### [Task instructions]
Copy each line of the data below with the word "hose".

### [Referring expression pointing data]
------------------------------------

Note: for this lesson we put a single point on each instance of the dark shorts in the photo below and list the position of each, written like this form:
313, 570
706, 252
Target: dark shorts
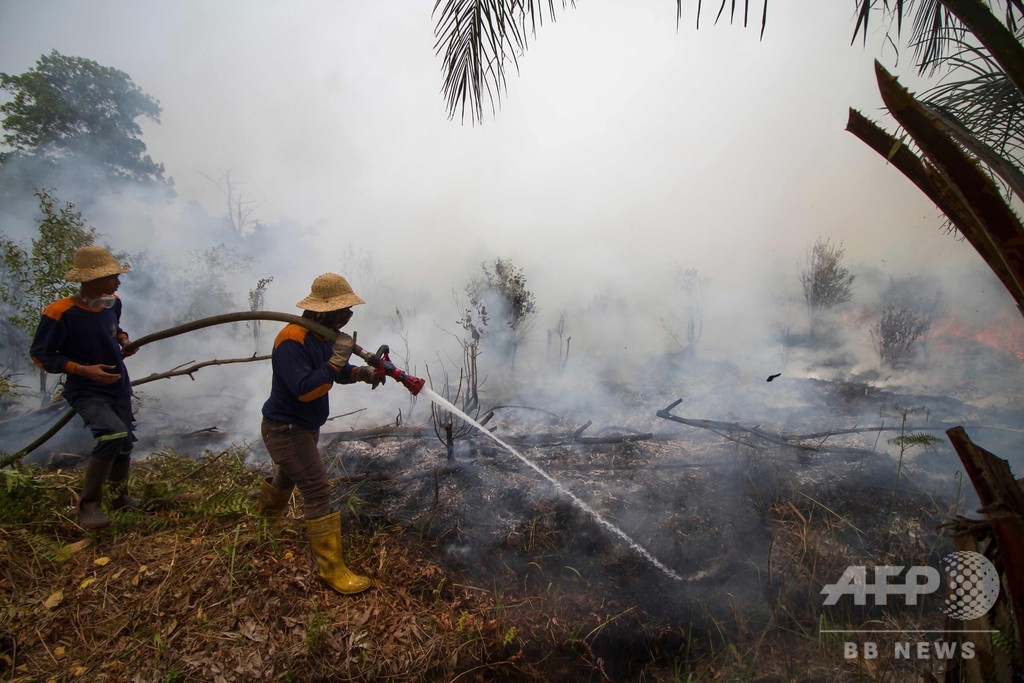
108, 419
297, 460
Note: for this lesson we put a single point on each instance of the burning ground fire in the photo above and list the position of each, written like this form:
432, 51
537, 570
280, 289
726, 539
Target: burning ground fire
757, 527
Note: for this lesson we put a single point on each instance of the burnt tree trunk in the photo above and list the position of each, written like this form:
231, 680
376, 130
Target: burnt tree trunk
1003, 505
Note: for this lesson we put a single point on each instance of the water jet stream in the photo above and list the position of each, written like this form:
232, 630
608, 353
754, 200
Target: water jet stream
636, 547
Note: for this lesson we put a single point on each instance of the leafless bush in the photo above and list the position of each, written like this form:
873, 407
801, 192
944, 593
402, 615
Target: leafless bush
896, 333
825, 282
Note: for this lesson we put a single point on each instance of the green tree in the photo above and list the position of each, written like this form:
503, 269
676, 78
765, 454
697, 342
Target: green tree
33, 278
69, 110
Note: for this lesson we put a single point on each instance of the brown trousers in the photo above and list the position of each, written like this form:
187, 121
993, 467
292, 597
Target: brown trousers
297, 462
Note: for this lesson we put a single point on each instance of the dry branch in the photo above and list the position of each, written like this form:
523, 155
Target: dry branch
70, 413
731, 430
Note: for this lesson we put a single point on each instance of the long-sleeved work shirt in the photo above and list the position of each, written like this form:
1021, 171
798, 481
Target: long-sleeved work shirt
302, 378
70, 335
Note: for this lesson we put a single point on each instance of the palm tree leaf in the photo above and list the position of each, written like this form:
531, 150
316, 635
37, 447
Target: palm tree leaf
476, 39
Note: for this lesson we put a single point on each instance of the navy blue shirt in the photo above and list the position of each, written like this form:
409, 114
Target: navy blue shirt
302, 378
70, 335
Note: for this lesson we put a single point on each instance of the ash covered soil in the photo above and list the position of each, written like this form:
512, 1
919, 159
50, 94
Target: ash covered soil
748, 513
710, 504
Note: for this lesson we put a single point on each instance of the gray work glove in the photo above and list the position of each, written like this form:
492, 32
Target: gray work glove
366, 374
342, 350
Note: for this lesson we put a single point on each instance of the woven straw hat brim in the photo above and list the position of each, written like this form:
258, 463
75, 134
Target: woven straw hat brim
87, 274
322, 305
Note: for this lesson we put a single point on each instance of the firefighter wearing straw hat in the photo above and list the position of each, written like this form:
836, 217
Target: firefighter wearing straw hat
305, 368
81, 337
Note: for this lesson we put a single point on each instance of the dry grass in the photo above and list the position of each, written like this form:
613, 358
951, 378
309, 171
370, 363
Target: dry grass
198, 589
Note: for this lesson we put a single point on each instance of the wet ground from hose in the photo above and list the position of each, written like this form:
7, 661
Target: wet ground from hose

------------------------------------

### [Output of the task]
Note: for this lesson we put a single point on each instance of the wet ground from hose in the photo above and list the position of each, written like this form:
Target: wet ground from hose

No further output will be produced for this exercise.